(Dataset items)
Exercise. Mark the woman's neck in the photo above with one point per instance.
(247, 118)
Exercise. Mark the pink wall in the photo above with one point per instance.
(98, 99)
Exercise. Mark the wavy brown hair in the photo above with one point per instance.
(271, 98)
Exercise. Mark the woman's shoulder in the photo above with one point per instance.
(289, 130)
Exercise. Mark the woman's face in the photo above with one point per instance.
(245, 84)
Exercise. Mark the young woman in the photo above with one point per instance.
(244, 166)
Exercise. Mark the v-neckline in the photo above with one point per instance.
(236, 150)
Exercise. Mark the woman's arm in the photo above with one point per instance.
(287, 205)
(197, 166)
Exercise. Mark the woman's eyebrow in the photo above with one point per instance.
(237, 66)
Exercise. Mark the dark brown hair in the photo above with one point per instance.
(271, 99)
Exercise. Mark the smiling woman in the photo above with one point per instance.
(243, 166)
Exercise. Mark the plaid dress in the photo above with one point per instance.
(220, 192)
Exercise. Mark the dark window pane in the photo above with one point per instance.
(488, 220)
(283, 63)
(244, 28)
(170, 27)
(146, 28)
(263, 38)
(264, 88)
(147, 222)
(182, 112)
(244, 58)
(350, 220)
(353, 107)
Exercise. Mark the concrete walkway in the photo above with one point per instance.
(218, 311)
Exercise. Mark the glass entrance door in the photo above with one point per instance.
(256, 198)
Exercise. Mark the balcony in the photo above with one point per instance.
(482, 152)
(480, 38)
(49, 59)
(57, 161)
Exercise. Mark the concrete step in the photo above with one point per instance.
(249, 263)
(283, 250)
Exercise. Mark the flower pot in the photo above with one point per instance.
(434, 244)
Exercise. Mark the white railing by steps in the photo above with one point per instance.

**Problem requirements**
Repeat exactly, and only, the lines from the line with "Exercise. Mark the pink" through the end of the listing above, both ends included.

**The output**
Exercise. Mark the pink wall in the photo above with one point per instance.
(98, 99)
Exercise. Mark the wavy brown hair in the photo above with one point per instance.
(271, 98)
Exercise. Mark the woman's shoulder in the photo above with one point per instance.
(289, 130)
Exercise. Mark the woman's face in the photo above with one point per instance.
(245, 84)
Exercise. Mark the young woman in the photo above with one point per instance.
(244, 166)
Exercise. Mark the v-neckline in the photo above with one point per instance.
(236, 150)
Exercise. Mark the woman's arm in the photo above with one point per instance.
(287, 205)
(197, 166)
Exercise. Mark the woman's eyebrow in the photo above with one point per instance.
(237, 66)
Exercise. Mark the dark brown hair in the photo above with one point per instance.
(271, 99)
Exercise. Mark the smiling woman in the photo above with one point per instance.
(243, 166)
Exercise. Mark the plaid dress in the photo above with one point per instance.
(220, 192)
Exercise. Mark the dark window pane in the photo above with one point per instance.
(488, 220)
(283, 63)
(244, 28)
(170, 27)
(146, 28)
(263, 38)
(264, 88)
(147, 222)
(182, 112)
(244, 58)
(350, 220)
(353, 107)
Exercise. Mark the concrete walkway in the photo above with one point per instance.
(218, 311)
Exercise. Mark the glass entrance door in the photo above with one point per instance.
(256, 198)
Exercise. Mark the balcony in the photo above with one point per instance.
(482, 152)
(480, 38)
(49, 59)
(57, 161)
Exercise. Mark the concrete step in the photo above with one point per instance.
(249, 263)
(283, 250)
Exercise. Mark the flower pot in the photo above with one point per instance.
(434, 244)
Exercise. Mark the white railing by steps in the photo above with one point per instance.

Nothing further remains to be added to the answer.